## [Aim of the exercise]
Since the data must remain as supplied, reproduce it word for word.
BEGIN Source records
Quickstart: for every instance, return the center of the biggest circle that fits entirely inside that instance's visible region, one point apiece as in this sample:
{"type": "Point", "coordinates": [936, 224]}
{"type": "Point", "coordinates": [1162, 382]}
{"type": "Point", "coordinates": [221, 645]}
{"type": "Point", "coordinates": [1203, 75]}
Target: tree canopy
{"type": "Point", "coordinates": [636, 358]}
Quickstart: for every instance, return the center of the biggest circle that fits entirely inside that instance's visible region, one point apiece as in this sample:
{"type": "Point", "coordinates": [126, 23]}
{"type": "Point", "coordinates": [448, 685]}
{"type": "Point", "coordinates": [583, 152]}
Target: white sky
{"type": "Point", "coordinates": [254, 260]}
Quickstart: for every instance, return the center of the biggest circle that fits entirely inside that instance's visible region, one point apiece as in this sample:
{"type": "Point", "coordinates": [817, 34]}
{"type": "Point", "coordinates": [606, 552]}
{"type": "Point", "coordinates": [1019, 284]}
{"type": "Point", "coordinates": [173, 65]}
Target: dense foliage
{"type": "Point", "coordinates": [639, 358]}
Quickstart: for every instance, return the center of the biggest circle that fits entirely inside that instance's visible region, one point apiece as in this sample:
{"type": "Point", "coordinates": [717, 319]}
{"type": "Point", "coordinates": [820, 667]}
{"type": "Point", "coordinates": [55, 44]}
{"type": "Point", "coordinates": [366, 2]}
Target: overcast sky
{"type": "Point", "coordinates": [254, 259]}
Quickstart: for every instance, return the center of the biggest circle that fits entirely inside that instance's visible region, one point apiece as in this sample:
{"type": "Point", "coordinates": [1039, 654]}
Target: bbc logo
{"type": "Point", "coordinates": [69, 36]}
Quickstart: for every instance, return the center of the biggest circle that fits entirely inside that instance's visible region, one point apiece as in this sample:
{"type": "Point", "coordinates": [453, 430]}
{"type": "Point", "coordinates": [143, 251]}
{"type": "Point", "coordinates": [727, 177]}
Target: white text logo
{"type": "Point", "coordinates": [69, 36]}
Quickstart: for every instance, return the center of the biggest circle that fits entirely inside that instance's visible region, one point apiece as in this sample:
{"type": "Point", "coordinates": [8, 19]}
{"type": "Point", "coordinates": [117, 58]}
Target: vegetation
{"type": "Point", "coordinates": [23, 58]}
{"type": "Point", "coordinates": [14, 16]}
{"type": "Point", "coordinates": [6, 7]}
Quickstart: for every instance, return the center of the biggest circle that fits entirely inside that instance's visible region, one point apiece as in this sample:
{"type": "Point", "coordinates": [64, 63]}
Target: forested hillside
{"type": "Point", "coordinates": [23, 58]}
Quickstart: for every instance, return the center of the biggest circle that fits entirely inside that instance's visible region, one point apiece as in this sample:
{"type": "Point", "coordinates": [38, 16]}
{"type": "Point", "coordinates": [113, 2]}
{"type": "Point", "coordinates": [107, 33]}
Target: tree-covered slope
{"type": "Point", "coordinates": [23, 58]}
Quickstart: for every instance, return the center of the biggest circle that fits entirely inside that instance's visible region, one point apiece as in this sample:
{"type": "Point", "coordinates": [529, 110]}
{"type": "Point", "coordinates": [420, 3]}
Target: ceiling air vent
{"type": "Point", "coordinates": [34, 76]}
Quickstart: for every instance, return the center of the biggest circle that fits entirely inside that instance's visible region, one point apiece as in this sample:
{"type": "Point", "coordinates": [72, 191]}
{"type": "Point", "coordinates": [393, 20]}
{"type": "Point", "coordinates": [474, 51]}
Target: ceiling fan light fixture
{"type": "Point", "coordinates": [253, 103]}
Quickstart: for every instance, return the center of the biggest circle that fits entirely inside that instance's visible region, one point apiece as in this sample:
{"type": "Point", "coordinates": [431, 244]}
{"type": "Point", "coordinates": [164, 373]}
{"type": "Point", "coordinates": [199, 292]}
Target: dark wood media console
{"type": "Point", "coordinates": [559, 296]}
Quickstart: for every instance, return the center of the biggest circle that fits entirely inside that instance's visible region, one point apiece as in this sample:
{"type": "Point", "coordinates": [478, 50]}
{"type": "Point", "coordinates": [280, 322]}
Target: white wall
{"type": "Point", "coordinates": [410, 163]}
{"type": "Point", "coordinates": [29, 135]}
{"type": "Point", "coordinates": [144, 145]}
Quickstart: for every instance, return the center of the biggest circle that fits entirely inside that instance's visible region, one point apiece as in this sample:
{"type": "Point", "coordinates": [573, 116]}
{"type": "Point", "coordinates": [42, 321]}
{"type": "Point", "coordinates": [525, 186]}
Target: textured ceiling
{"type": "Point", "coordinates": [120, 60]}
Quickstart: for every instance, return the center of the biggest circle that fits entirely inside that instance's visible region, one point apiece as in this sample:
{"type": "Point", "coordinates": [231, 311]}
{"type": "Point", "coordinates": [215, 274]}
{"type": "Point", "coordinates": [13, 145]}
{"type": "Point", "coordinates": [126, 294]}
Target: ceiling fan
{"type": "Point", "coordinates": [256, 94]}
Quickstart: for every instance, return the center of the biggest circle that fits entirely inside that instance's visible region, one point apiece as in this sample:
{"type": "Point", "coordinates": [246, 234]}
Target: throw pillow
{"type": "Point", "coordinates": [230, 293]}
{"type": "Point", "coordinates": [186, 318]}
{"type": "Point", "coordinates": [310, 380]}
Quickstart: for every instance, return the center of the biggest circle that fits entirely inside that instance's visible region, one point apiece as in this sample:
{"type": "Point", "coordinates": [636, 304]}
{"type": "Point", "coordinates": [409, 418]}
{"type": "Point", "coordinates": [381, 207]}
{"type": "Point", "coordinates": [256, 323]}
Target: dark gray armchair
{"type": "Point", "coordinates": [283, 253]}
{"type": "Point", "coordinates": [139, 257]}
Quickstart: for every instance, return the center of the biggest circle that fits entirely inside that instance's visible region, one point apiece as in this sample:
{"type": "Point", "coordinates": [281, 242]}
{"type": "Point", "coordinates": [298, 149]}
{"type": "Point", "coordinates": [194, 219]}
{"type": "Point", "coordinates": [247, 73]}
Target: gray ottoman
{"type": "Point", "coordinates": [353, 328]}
END Source records
## [Your response]
Quickstart: for every instance, return the center of the biggest circle that fits entirely inside that instance's visible region, one point apiece as in this sample:
{"type": "Point", "coordinates": [936, 224]}
{"type": "Point", "coordinates": [1162, 382]}
{"type": "Point", "coordinates": [221, 645]}
{"type": "Point", "coordinates": [1203, 75]}
Target: tree canopy
{"type": "Point", "coordinates": [636, 358]}
Quickstart: for every instance, return the center of the biggest circle that fits entirely inside that instance's visible region, one point apiece as in this sample:
{"type": "Point", "coordinates": [126, 23]}
{"type": "Point", "coordinates": [448, 685]}
{"type": "Point", "coordinates": [583, 152]}
Target: white sky
{"type": "Point", "coordinates": [254, 260]}
Quickstart: for every instance, return the center of the biggest circle that fits entirely inside that instance's visible region, one point apiece as in this sample:
{"type": "Point", "coordinates": [817, 34]}
{"type": "Point", "coordinates": [606, 552]}
{"type": "Point", "coordinates": [1019, 284]}
{"type": "Point", "coordinates": [173, 65]}
Target: dense foliage
{"type": "Point", "coordinates": [639, 358]}
Quickstart: for every instance, return the center of the biggest circle that fits entirely inside that instance's visible region, one point apiece as in this sample:
{"type": "Point", "coordinates": [717, 319]}
{"type": "Point", "coordinates": [820, 667]}
{"type": "Point", "coordinates": [55, 44]}
{"type": "Point", "coordinates": [366, 2]}
Target: overcast sky
{"type": "Point", "coordinates": [254, 259]}
Quickstart: for every instance, return the center of the biggest circle that fits entirely inside that instance's visible region, one point apiece as in this sample:
{"type": "Point", "coordinates": [1039, 654]}
Target: bbc logo
{"type": "Point", "coordinates": [69, 36]}
Quickstart: for every instance, return the center of the biggest circle that fits entirely inside that instance's visible region, one point apiece as in this sample:
{"type": "Point", "coordinates": [453, 430]}
{"type": "Point", "coordinates": [143, 251]}
{"type": "Point", "coordinates": [727, 177]}
Target: white text logo
{"type": "Point", "coordinates": [69, 36]}
Quickstart: for every instance, return the center of the biggest circle that fits entirely inside that instance's visible region, one point apiece as in this sample:
{"type": "Point", "coordinates": [8, 19]}
{"type": "Point", "coordinates": [117, 58]}
Target: vegetation
{"type": "Point", "coordinates": [23, 58]}
{"type": "Point", "coordinates": [14, 16]}
{"type": "Point", "coordinates": [6, 7]}
Quickstart: for every instance, return the center of the biggest circle that fits entirely inside that instance's visible region, one point apiece as in this sample:
{"type": "Point", "coordinates": [64, 63]}
Target: forested hillside
{"type": "Point", "coordinates": [23, 58]}
Quickstart: for every instance, return the center of the biggest circle that fits entirely inside that instance's visible region, one point apiece as in this sample:
{"type": "Point", "coordinates": [38, 16]}
{"type": "Point", "coordinates": [113, 2]}
{"type": "Point", "coordinates": [107, 33]}
Target: tree-covered slope
{"type": "Point", "coordinates": [23, 58]}
Quickstart: for every instance, return the center of the biggest circle that fits entirely inside that instance's visible region, one point apiece as in this sample:
{"type": "Point", "coordinates": [529, 110]}
{"type": "Point", "coordinates": [420, 3]}
Target: ceiling air vent
{"type": "Point", "coordinates": [34, 76]}
Quickstart: for every instance, return the center of the biggest circle that fits entirely inside that instance's visible region, one point apiece as in this sample:
{"type": "Point", "coordinates": [72, 191]}
{"type": "Point", "coordinates": [393, 20]}
{"type": "Point", "coordinates": [474, 51]}
Target: ceiling fan light fixture
{"type": "Point", "coordinates": [253, 103]}
Quickstart: for every instance, return the center of the biggest circle that fits entirely inside that instance's visible region, one point apiece as in this sample:
{"type": "Point", "coordinates": [431, 244]}
{"type": "Point", "coordinates": [164, 373]}
{"type": "Point", "coordinates": [199, 292]}
Target: dark wood media console
{"type": "Point", "coordinates": [559, 296]}
Quickstart: for every instance, return the center of the biggest circle that fits entirely inside that instance's visible region, one point apiece as in this sample:
{"type": "Point", "coordinates": [478, 50]}
{"type": "Point", "coordinates": [280, 322]}
Target: white wall
{"type": "Point", "coordinates": [410, 163]}
{"type": "Point", "coordinates": [29, 135]}
{"type": "Point", "coordinates": [144, 145]}
Quickstart: for every instance, return the center of the biggest circle that fits entirely inside that instance's visible region, one point apiece as in this sample:
{"type": "Point", "coordinates": [573, 116]}
{"type": "Point", "coordinates": [42, 321]}
{"type": "Point", "coordinates": [525, 186]}
Target: textured ceiling
{"type": "Point", "coordinates": [120, 60]}
Quickstart: for every instance, return the center of the biggest circle that fits entirely inside that instance's visible region, one point apiece as in this sample:
{"type": "Point", "coordinates": [231, 311]}
{"type": "Point", "coordinates": [215, 274]}
{"type": "Point", "coordinates": [13, 145]}
{"type": "Point", "coordinates": [126, 294]}
Target: ceiling fan
{"type": "Point", "coordinates": [256, 94]}
Quickstart: for every instance, return the center of the biggest circle that fits entirely inside that instance's visible region, one point apiece as in this sample:
{"type": "Point", "coordinates": [246, 234]}
Target: throw pillow
{"type": "Point", "coordinates": [230, 293]}
{"type": "Point", "coordinates": [186, 318]}
{"type": "Point", "coordinates": [310, 380]}
Quickstart: for every instance, return the center of the biggest circle that fits entirely inside that instance's visible region, one point apiece as in this sample:
{"type": "Point", "coordinates": [636, 304]}
{"type": "Point", "coordinates": [409, 418]}
{"type": "Point", "coordinates": [381, 207]}
{"type": "Point", "coordinates": [256, 323]}
Target: dark gray armchair
{"type": "Point", "coordinates": [283, 253]}
{"type": "Point", "coordinates": [139, 257]}
Quickstart: for every instance, return the center of the biggest circle that fits entirely inside that instance's visible region, one point apiece as in this sample:
{"type": "Point", "coordinates": [281, 242]}
{"type": "Point", "coordinates": [298, 149]}
{"type": "Point", "coordinates": [194, 219]}
{"type": "Point", "coordinates": [247, 73]}
Target: gray ottoman
{"type": "Point", "coordinates": [353, 328]}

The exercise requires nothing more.